* [What is being asked]
When you reproduce the listing below, keep every entry exactly as written.

((

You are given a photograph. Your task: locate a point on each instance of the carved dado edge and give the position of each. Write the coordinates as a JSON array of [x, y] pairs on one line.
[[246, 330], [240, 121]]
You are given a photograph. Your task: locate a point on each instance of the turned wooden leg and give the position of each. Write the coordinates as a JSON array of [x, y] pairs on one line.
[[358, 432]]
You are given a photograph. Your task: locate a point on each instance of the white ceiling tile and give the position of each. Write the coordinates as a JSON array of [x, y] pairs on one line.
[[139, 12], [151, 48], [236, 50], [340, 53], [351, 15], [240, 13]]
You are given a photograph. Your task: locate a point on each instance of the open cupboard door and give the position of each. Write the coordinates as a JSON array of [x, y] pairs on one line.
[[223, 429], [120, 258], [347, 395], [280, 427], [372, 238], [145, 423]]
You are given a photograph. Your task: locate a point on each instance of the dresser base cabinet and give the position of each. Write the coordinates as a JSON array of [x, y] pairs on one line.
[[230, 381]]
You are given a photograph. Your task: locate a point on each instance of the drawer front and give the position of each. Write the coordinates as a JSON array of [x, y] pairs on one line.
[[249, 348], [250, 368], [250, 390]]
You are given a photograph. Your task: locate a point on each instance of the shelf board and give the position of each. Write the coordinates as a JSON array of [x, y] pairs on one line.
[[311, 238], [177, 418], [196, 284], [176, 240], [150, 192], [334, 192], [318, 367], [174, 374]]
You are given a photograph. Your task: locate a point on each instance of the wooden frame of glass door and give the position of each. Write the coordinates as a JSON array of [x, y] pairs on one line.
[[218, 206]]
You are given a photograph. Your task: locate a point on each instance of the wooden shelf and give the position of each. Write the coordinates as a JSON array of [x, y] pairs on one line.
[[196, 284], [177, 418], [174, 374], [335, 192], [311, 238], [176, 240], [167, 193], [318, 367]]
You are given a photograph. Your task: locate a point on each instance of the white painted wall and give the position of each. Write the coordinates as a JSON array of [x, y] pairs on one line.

))

* [Output for this exercise]
You are given a photograph. Your task: locate a point on each instance of the carved dado edge and give the position of each. Write the coordinates as a JSON array of [x, y] pairs on one line.
[[246, 330], [240, 121]]
You are given a photograph. Your task: locate a point on each instance of the turned wooden leg and give the position of each. Write the coordinates as a JSON array of [x, y] pairs on one line.
[[358, 432]]
You are given a photograph. Your task: locate a point on each instance of the white ceiling tile and give the position of each. Write the coordinates as a JSON array of [x, y] pairs on one line.
[[139, 12], [151, 48], [236, 50], [340, 53], [351, 15], [240, 13]]
You are given a photograph. Your task: locate a point on each instance of the open cupboard door and give the position of each. Write the coordinates as a JSON array of [x, y] pairs on one line.
[[223, 429], [120, 258], [347, 395], [280, 427], [372, 238], [145, 423]]
You are given a photograph. Your task: locate a point on each instance of the dresser base cabinet and give the position of each. Write the coordinates as a JSON array of [x, y] pairs on one line.
[[230, 381]]
You are given a photograph. Your task: locate a point on each instance of the drawer front and give the position of each. Write the coordinates as a JSON array of [x, y] pairs on one line.
[[249, 348], [250, 368], [250, 390]]
You are given a photograph. Your task: locate a point on each instance of the shelf board and give the position of each. Write the coordinates as a JSON array of [x, y] pairs on one line.
[[311, 238], [177, 418], [196, 284], [176, 240], [150, 192], [334, 192], [318, 367], [174, 374]]
You are given a photograph. Your task: locate a point on each instance of the wooden frame of glass door and give the position of each. Write the coordinates as a JSON array of [x, y] pairs on one line.
[[218, 206]]
You are given a photograph. Your task: locate a point on each instance of the wooden shelf and give the position of each. Write the coordinates as a JSON array of [x, y] pairs on one line.
[[196, 284], [177, 418], [174, 374], [335, 192], [311, 238], [176, 240], [167, 193], [318, 367]]
You are given a photograph. Your task: locate a point on each instance of the white painted wall and give the position of each. Write the coordinates as a JSON array of [x, y] pairs on one line.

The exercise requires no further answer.